TASK TO COMPLETE: Copy everything from "Tomoyuki Yamashita (山下" down to "in August 1945." in the Yamashita text, swapping "Malaya" for "the Malay Peninsula".

SOURCE TEXT:
+-------+
Tomoyuki Yamashita (山下 奉文, Yamashita Tomoyuki, 8 November 1885 – 23 February 1946; also called Tomobumi Yamashita[2]) was a Japanese general of the Imperial Japanese Army during World War II. Yamashita led Japanese forces during the invasion of Malaya and Battle of Singapore, with his accomplishment of conquering Malaya and Singapore in 70 days earning him the sobriquet The Tiger of Malaya and led to the British Prime Minister, Winston Churchill, calling the ignominious fall of Singapore to Japan the "worst disaster" and "largest capitulation" in British military history.[3] Yamashita was assigned to defend the Philippines from the advancing Allied forces later in the war, and while unable to prevent the Allied advance, he was able to hold on to part of Luzon until after the formal Surrender of Japan in August 1945.
+-------+
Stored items

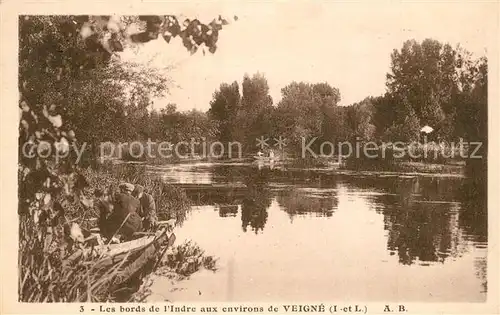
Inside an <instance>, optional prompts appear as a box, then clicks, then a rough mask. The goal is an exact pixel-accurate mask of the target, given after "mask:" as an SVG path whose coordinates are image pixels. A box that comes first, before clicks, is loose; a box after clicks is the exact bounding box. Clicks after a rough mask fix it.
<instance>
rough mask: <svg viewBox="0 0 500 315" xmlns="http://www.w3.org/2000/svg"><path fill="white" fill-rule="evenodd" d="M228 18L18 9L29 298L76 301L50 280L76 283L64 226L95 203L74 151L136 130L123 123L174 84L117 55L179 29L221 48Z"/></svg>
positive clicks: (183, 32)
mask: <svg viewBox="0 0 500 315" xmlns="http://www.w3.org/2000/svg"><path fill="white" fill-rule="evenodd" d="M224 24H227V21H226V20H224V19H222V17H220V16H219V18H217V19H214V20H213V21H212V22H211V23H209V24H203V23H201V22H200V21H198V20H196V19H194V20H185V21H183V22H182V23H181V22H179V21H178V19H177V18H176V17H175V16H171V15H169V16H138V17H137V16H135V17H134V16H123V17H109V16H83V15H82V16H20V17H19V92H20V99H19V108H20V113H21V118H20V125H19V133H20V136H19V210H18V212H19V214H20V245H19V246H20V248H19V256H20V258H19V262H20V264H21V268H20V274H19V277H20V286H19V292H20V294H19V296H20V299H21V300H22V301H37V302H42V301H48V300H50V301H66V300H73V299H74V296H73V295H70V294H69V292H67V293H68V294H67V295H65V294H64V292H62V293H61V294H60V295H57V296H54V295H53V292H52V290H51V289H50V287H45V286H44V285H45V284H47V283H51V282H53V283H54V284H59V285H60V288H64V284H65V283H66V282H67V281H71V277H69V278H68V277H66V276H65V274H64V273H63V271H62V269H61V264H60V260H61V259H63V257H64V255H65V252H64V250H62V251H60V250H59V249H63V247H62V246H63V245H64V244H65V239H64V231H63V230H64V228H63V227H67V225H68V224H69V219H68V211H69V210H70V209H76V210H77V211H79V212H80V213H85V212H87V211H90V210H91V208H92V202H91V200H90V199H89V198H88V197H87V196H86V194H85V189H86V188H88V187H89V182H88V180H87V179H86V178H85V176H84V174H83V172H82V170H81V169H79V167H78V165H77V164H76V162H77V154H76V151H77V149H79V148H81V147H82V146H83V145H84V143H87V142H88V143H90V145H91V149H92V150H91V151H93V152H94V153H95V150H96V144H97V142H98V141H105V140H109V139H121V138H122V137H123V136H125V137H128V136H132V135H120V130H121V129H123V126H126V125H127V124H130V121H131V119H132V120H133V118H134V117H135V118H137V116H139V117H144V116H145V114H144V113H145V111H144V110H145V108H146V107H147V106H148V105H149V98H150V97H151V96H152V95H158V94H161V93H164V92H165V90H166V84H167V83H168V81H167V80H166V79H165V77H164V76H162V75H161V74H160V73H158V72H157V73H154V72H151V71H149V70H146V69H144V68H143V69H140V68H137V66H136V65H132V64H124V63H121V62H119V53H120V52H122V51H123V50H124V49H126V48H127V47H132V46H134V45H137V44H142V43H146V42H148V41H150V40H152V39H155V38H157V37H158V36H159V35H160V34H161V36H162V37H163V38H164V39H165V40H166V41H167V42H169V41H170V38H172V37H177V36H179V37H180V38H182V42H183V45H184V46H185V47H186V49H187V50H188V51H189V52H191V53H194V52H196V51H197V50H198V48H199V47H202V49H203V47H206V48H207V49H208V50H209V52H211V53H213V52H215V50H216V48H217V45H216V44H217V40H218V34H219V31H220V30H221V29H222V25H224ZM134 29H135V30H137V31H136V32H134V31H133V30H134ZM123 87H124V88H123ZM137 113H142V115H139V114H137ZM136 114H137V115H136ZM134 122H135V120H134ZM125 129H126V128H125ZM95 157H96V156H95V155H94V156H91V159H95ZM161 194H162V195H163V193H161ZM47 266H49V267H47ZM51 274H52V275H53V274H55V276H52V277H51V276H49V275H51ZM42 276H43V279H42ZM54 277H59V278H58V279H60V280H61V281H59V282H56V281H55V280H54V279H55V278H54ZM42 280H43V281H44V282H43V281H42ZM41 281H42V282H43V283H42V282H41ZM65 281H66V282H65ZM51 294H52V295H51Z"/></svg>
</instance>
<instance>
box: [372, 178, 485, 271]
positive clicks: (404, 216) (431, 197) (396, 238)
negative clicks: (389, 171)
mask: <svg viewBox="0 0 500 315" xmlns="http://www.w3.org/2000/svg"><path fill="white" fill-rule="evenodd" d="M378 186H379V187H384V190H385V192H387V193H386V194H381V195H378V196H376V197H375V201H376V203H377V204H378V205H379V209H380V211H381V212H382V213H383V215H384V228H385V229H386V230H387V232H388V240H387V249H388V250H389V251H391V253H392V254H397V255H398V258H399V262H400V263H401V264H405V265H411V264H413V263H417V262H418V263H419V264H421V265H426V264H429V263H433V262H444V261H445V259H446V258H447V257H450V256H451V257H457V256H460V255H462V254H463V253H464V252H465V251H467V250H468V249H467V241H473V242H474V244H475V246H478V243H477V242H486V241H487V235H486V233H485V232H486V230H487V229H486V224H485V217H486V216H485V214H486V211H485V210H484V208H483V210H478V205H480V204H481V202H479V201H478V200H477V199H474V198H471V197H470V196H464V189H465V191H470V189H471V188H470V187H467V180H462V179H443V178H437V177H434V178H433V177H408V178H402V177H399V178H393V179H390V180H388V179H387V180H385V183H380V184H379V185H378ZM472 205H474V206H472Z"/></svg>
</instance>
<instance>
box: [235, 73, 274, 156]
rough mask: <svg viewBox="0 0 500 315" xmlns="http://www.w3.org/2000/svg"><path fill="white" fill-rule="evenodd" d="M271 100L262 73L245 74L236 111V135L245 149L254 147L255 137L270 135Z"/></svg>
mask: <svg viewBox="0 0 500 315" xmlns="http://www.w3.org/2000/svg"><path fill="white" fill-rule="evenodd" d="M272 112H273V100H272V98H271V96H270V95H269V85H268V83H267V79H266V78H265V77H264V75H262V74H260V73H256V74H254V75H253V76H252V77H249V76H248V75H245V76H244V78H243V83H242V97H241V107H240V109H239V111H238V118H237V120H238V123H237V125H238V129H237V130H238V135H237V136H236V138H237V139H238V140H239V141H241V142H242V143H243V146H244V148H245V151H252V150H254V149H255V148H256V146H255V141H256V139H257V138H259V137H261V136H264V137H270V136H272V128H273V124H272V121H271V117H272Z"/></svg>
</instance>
+-------+
FINAL ANSWER:
Tomoyuki Yamashita (山下 奉文, Yamashita Tomoyuki, 8 November 1885 – 23 February 1946; also called Tomobumi Yamashita[2]) was a Japanese general of the Imperial Japanese Army during World War II. Yamashita led Japanese forces during the invasion of the Malay Peninsula and Battle of Singapore, with his accomplishment of conquering the Malay Peninsula and Singapore in 70 days earning him the sobriquet The Tiger of the Malay Peninsula and led to the British Prime Minister, Winston Churchill, calling the ignominious fall of Singapore to Japan the "worst disaster" and "largest capitulation" in British military history.[3] Yamashita was assigned to defend the Philippines from the advancing Allied forces later in the war, and while unable to prevent the Allied advance, he was able to hold on to part of Luzon until after the formal Surrender of Japan in August 1945.